Written problem 1 -> In the sample project walkthrough, which three environments have their own value set files in the variable library?
Written problem 2 -> Carry on the sample project walkthrough from the point where it stops.

Provided passage ->

▽

Sample Project Walkthrough¶

Home > Examples > Sample Project

This comprehensive walkthrough demonstrates the complete workflow for managing a Microsoft Fabric workspace using the Ingenious Fabric Accelerator. The sample project includes everything you need to understand the tool's capabilities and best practices.

What You'll Learn¶

By following this walkthrough, you'll understand:

Complete project structure and organization
Environment-specific variable management
DDL script development and organization
Notebook generation and deployment
Testing strategies and validation
Multi-environment deployment workflows

Project Overview¶

The sample project demonstrates a typical data platform setup with:

Configuration Management: Environment-specific settings and variables
Data Architecture: Lakehouse and warehouse implementations
ETL Pipelines: Data extraction, transformation, and loading
Monitoring: Logging and execution tracking
Testing: Both local and platform testing capabilities

Project Structure¶

sample_project/
├── ddl_scripts/              # DDL scripts for tables and configuration
│   ├── Lakehouses/          # Lakehouse DDL scripts
│   │   └── Config/          # Configuration tables
│   │       └── 001_Initial_Creation/
│   │           ├── 001_config_parquet_loads_create.py
│   │           ├── 002_config.synapse_extract_objects.py
│   │           ├── 003_log_parquet_loads_create.py
│   │           ├── 004_log_synapse_loads_create.py
│   │           ├── 005_config_synapse_loads_insert.py
│   │           └── 006_config_parquet_loads_insert.py
│   └── Warehouses/          # Warehouse DDL scripts
│       └── Config/          # Configuration tables
│           └── 001_Initial_Creation/
│               ├── 001_config_parquet_loads_create.sql
│               ├── 002_config_synapse_loads_create.sql
│               ├── 003_log_parquet_loads_create.sql
│               ├── 004_log_synapse_loads_create.sql
│               ├── 005_config_synapse_loads_insert.sql
│               └── 006_config_parquet_loads_insert.sql
├── fabric_workspace_items/   # Generated Fabric artifacts
│   ├── config/              # Variable library
│   │   └── var_lib.VariableLibrary/
│   │       ├── settings.json
│   │       ├── variables.json
│   │       └── valueSets/
│   │           ├── development.json
│   │           ├── test.json
│   │           └── production.json
│   ├── ddl_scripts/         # Generated DDL notebooks
│   ├── extract/             # Data extraction notebooks
│   ├── load/                # Data loading notebooks
│   ├── lakehouses/          # Lakehouse definitions
│   ├── platform_testing/    # Platform testing notebooks
│   └── warehouses/          # Warehouse definitions
├── diagrams/                # Architecture diagrams
└── platform_manifest_*.yml  # Environment-specific configurations

Step-by-Step Walkthrough¶

Step 1: Prerequisites¶

Before starting, ensure you have:

Microsoft Fabric workspace created
Ingenious Fabric Accelerator installed
Azure authentication configured
Lakehouse and warehouse IDs available

Step 2: Environment Configuration¶

The sample project includes pre-configured environment files. Update them with your workspace details:

Development EnvironmentTest EnvironmentProduction Environment

{
  "fabric_environment": "development",
  "config_workspace_id": "your-workspace-guid",
  "config_lakehouse_id": "your-lakehouse-guid",
  "edw_workspace_id": "your-workspace-guid",
  "edw_lakehouse_id": "your-lakehouse-guid",
  "edw_warehouse_id": "your-warehouse-guid"

△

Rows from a pointing dataset ->

▽

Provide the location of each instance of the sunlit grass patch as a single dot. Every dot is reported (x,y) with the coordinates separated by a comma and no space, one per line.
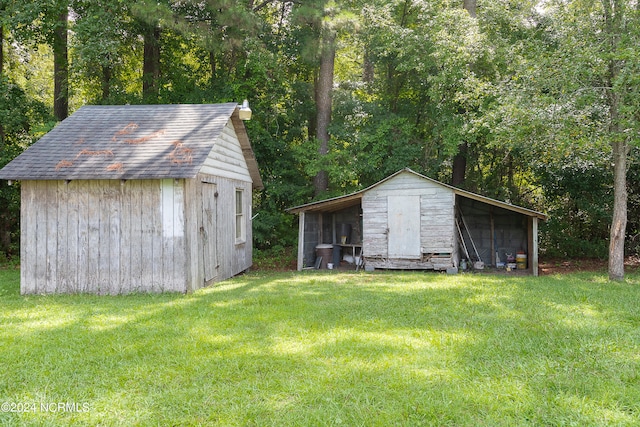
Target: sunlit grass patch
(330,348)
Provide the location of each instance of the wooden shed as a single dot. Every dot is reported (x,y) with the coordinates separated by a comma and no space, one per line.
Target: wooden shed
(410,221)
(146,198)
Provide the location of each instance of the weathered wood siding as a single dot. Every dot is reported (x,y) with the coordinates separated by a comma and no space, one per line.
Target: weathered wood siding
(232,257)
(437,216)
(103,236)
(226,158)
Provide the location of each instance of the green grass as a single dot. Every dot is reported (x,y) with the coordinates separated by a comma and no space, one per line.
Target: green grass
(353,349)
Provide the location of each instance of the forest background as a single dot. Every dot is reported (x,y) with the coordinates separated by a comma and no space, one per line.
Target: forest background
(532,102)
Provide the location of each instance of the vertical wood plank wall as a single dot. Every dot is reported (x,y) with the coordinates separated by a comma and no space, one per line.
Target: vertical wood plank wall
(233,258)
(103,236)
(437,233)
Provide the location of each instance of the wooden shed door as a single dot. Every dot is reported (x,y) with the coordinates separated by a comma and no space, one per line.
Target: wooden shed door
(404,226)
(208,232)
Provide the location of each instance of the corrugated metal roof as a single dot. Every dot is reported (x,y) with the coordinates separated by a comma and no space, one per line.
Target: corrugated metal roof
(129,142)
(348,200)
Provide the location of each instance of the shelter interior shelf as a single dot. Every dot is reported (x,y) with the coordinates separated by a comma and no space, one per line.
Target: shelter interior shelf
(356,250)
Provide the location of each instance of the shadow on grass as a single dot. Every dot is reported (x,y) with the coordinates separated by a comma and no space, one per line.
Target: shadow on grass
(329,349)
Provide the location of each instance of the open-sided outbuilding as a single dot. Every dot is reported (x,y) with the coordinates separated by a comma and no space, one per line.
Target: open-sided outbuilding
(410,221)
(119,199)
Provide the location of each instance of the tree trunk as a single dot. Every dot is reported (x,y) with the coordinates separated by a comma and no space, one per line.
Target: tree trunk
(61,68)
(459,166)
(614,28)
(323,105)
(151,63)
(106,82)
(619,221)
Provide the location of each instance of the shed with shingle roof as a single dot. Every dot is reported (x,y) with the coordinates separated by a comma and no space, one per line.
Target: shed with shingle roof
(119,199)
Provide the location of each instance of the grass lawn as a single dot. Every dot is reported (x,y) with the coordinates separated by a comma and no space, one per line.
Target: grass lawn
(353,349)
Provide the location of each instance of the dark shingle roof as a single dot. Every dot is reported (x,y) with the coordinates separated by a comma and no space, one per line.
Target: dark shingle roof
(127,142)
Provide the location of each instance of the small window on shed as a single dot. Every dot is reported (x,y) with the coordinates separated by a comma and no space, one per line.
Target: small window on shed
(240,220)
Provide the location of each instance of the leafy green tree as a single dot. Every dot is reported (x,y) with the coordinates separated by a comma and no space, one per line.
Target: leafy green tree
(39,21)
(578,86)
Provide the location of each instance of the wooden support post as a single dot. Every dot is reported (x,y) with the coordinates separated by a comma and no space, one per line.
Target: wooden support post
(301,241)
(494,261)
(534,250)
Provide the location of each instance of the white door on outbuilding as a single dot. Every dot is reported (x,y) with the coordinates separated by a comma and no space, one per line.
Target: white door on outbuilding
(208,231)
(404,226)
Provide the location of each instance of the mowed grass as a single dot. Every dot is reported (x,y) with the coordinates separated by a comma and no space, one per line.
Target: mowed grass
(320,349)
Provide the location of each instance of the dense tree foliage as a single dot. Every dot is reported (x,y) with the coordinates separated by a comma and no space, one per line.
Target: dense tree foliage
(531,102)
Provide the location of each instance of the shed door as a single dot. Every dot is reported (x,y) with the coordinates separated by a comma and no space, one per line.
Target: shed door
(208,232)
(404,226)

△

Exercise response 1 -> Development, test, and production.

Exercise response 2 ->
}

{
  "fabric_environment": "test",
  "config_workspace_id": "your-test-workspace-guid",
  "config_lakehouse_id": "your-test-lakehouse-guid",
  "edw_workspace_id": "your-test-workspace-guid",
  "edw_lakehouse_id": "your-test-lakehouse-guid",
  "edw_warehouse_id": "your-test-warehouse-guid"
}

{
  "fabric_environment": "production",
  "config_workspace_id": "your-prod-workspace-guid",
  "config_lakehouse_id": "your-prod-lakehouse-guid",
  "edw_workspace_id": "your-prod-workspace-guid",
  "edw_lakehouse_id": "your-prod-lakehouse-guid",
  "edw_warehouse_id": "your-prod-warehouse-guid"
}

Step 3: Understanding the DDL Scripts¶

The sample project includes comprehensive DDL scripts that demonstrate best practices:

Lakehouse DDL Scripts¶

Configuration Tables Creation:

# 001_config_parquet_loads_create.py
from lakehouse_utils import LakehouseUtils
from ddl_utils import DDLUtils

lakehouse_utils = LakehouseUtils()
ddl_utils = DDLUtils()

# Create parquet load configuration table
sql_create_config = """
CREATE TABLE IF NOT EXISTS config.parquet_loads (
    load_id STRING,
    source_path STRING,
    target_table STRING,
    load_type STRING,
    schedule STRING,
    is_active BOOLEAN,
    created_date TIMESTAMP,
    last_updated TIMESTAMP
) USING DELTA
LOCATION 'Tables/config/parquet_loads'
"""

ddl_utils.execute_ddl(sql_create_config, "Create parquet loads configuration table")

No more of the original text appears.